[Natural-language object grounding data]
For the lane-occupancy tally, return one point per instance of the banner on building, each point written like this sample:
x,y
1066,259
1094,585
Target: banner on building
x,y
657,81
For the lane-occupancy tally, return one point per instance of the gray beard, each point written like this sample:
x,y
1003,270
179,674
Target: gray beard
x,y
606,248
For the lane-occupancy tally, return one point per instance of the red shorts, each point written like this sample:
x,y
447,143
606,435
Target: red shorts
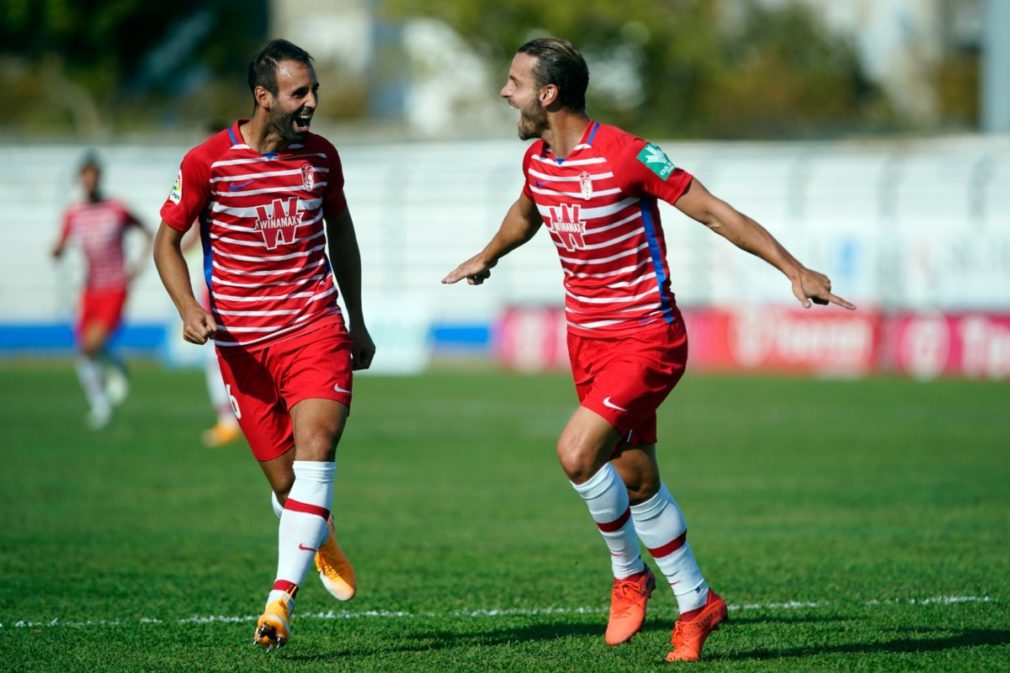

[Instructions to follow] Should a record include a picture, drop the picture and write out the remainder exactly.

[Expected answer]
For the lane-occupancy tally, return one point per instance of the banner on building, each point written like this sample:
x,y
1066,259
1094,585
Target: banner on building
x,y
657,81
For the lane-occupancy tally, return one point per instance of the gray beard, each point written like this sample:
x,y
1003,270
179,674
Target: gray beard
x,y
606,248
For the lane-occupancy tally, return one point per instance of the red shorts, each point written like this sample:
x,y
447,143
606,435
Target: red shorts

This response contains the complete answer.